▶ What the exercise asks
Every entry needs to be reproduced exactly.

——————————

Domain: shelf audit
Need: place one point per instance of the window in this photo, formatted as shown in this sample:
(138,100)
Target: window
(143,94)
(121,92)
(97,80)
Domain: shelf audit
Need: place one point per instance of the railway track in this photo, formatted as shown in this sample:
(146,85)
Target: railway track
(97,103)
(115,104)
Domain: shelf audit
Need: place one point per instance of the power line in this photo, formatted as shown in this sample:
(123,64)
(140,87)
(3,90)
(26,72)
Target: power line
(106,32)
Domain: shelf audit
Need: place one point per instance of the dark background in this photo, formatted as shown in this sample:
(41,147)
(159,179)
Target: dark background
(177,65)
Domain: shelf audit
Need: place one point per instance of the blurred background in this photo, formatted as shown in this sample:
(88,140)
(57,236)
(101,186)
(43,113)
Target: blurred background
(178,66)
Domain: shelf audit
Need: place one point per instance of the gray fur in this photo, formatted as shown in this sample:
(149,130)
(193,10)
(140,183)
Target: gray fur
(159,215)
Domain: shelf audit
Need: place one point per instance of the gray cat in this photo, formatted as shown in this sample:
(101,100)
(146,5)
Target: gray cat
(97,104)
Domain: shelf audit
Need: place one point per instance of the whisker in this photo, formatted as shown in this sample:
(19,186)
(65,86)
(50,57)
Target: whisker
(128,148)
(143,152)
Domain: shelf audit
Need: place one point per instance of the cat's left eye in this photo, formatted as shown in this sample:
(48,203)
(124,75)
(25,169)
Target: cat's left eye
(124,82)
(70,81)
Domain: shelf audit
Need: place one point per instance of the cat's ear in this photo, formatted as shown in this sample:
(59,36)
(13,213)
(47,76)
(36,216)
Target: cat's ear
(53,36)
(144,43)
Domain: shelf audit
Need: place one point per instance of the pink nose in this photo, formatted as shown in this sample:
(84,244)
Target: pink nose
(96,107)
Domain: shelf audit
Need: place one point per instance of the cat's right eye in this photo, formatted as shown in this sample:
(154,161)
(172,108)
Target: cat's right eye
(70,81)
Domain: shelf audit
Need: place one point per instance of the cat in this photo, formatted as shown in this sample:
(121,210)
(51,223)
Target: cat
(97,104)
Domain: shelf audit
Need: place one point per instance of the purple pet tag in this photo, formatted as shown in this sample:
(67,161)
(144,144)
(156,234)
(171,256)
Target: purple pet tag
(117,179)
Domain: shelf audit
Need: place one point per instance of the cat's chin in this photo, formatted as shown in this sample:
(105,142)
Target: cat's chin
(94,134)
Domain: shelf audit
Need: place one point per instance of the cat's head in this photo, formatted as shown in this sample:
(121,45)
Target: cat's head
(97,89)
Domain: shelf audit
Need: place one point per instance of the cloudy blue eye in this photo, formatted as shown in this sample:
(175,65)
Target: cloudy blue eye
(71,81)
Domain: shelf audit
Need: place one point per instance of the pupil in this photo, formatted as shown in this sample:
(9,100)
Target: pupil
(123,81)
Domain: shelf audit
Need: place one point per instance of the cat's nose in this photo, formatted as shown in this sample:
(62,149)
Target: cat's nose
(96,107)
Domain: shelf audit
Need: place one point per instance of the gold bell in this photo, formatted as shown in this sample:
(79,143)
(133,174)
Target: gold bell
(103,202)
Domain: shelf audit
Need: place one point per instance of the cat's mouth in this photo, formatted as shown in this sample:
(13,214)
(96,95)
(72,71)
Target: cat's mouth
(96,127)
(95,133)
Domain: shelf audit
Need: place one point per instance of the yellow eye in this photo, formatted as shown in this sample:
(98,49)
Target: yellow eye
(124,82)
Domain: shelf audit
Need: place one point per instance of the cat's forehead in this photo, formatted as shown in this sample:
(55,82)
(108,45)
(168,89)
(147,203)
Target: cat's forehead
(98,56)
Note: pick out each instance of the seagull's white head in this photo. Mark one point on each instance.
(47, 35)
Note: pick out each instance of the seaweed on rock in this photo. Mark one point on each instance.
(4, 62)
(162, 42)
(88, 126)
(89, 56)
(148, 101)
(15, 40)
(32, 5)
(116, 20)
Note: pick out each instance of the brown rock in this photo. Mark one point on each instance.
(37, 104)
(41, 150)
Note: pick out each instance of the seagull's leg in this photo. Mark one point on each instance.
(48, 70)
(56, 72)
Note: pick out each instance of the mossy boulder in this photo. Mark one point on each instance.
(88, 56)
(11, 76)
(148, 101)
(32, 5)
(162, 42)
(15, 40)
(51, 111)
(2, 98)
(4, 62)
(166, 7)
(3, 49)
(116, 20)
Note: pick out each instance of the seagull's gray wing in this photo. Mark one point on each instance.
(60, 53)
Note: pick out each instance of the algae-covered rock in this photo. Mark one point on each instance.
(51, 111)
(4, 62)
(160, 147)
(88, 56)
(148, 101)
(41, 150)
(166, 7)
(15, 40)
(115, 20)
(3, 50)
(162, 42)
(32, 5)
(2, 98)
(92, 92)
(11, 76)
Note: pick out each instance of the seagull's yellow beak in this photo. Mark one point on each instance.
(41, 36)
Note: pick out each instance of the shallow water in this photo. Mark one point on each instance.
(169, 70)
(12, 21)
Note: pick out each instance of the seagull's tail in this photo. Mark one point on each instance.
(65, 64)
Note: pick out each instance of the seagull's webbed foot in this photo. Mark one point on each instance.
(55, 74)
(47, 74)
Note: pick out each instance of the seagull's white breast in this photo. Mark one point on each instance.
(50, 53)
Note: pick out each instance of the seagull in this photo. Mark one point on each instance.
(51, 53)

——————————

▶ The output
Domain: shelf audit
Need: place one point per instance of the window in this photo, formatted as shown in this sample:
(138,100)
Target: window
(143,94)
(121,92)
(97,80)
Domain: shelf audit
Need: place one point per instance of the railway track in this photo, formatted as shown in this sample:
(146,85)
Target: railway track
(97,103)
(115,104)
Domain: shelf audit
Need: place one point per instance of the power line in this photo, formatted as shown in this sample:
(123,64)
(140,87)
(3,90)
(26,72)
Target: power line
(106,32)
Domain: shelf audit
Need: place one point per instance of the dark background in this photo, formatted as shown in this sample:
(41,147)
(159,179)
Target: dark background
(177,65)
Domain: shelf audit
Need: place one point per instance of the blurred background in this photo, formatted as shown in this sample:
(88,140)
(57,236)
(101,186)
(43,113)
Target: blurred background
(178,66)
Domain: shelf audit
Need: place one point per instance of the gray fur in this photo, formatted as shown in this sample:
(149,130)
(193,10)
(140,183)
Target: gray fur
(159,215)
Domain: shelf audit
Need: place one point per instance of the gray cat in this photo, formatted as shown in this sample:
(101,100)
(146,5)
Target: gray cat
(97,104)
Domain: shelf audit
Need: place one point per instance of the whisker in this photo, formatted as shown in this sample:
(19,186)
(65,86)
(50,57)
Target: whisker
(128,148)
(143,152)
Domain: shelf audit
Need: place one point per instance of the cat's left eye in this photo, formatted as shown in this sample:
(48,203)
(124,75)
(25,169)
Target: cat's left eye
(124,82)
(70,81)
Domain: shelf audit
Need: place one point per instance of the cat's ear in this photo, formatted as shown in this sample:
(59,36)
(13,213)
(47,76)
(36,216)
Target: cat's ear
(53,36)
(144,43)
Domain: shelf audit
Need: place one point per instance of the pink nose in this photo, formatted as shown in this sample:
(84,244)
Target: pink nose
(96,107)
Domain: shelf audit
Need: place one point per instance of the cat's right eye in this photo, formatted as shown in this sample:
(154,161)
(172,108)
Target: cat's right eye
(70,81)
Domain: shelf audit
Need: place one point per instance of the cat in this photo, formatted as shown in this sample:
(121,210)
(51,223)
Target: cat
(97,104)
Domain: shelf audit
Need: place one point per instance of the purple pet tag in this photo, formatted as shown in this sample:
(67,161)
(144,144)
(156,234)
(171,256)
Target: purple pet tag
(117,179)
Domain: shelf audit
Need: place one point per instance of the cat's chin in this photo, formatted as shown in this sample:
(105,142)
Target: cat's chin
(94,134)
Domain: shelf audit
Need: place one point per instance of the cat's head in this photo, formatted as shown in this sample:
(121,45)
Target: cat's head
(97,89)
Domain: shelf audit
Need: place one point per instance of the cloudy blue eye in this photo, formatted as shown in this sample:
(175,65)
Target: cloudy blue eye
(71,81)
Domain: shelf audit
Need: place one point per instance of the pupil in this photo, formatted as shown in this sample:
(9,100)
Target: pupil
(123,81)
Domain: shelf audit
Need: place one point per instance of the cat's nose in this photo, formatted as shown in this sample:
(62,149)
Target: cat's nose
(96,107)
Domain: shelf audit
Need: place one point per instance of the gold bell in this photo, formatted as shown in this sample:
(79,143)
(133,174)
Target: gold bell
(103,202)
Domain: shelf audit
Need: place one point per instance of the cat's mouth in this photo, formatted as shown in this sample:
(13,214)
(96,95)
(72,71)
Target: cat's mouth
(96,127)
(95,133)
Domain: shelf audit
Need: place one point per instance of the yellow eye in this photo, formatted as shown in this sample:
(98,49)
Target: yellow eye
(124,82)
Domain: shelf audit
Need: place one point per instance of the cat's forehead in this photo, formatted as shown in this sample:
(55,82)
(108,45)
(168,89)
(147,203)
Target: cat's forehead
(98,56)
Note: pick out each instance of the seagull's white head in this photo. Mark one point on each instance.
(47, 35)
Note: pick out each instance of the seaweed on rock in this photo. Mark one point on each instance.
(4, 62)
(162, 42)
(88, 126)
(89, 56)
(148, 101)
(15, 40)
(32, 5)
(116, 20)
Note: pick out each instance of the brown rock in this photo. Mark one point on each instance.
(37, 104)
(41, 150)
Note: pick out each instance of the seagull's leg in this photo. Mark one point on each instance.
(48, 70)
(56, 72)
Note: pick out each instance of the mossy boulder in this photo. Mark one point on each instance.
(88, 56)
(11, 76)
(148, 101)
(32, 5)
(162, 42)
(15, 40)
(51, 111)
(2, 98)
(4, 62)
(166, 7)
(3, 49)
(116, 20)
Note: pick out each instance of the seagull's gray wing in this photo. Mark one point on each instance.
(60, 53)
Note: pick out each instance of the algae-covered rock in this photo. Mark one point on each instance.
(51, 111)
(4, 62)
(160, 147)
(88, 56)
(148, 101)
(41, 150)
(166, 7)
(15, 40)
(115, 20)
(3, 50)
(162, 42)
(32, 5)
(2, 98)
(92, 92)
(11, 76)
Note: pick out each instance of the seagull's yellow beak in this photo. Mark one point on each instance.
(41, 36)
Note: pick out each instance of the shallow water in this photo. Mark one point on each instance.
(169, 70)
(12, 21)
Note: pick out each instance of the seagull's tail in this photo. Mark one point on each instance.
(65, 64)
Note: pick out each instance of the seagull's webbed foot in this photo. Mark one point on each instance.
(55, 74)
(47, 74)
Note: pick out each instance of the seagull's white breast in this photo. Mark one point on each instance.
(50, 53)
Note: pick out each instance of the seagull in this photo. Mark one point on each instance.
(51, 53)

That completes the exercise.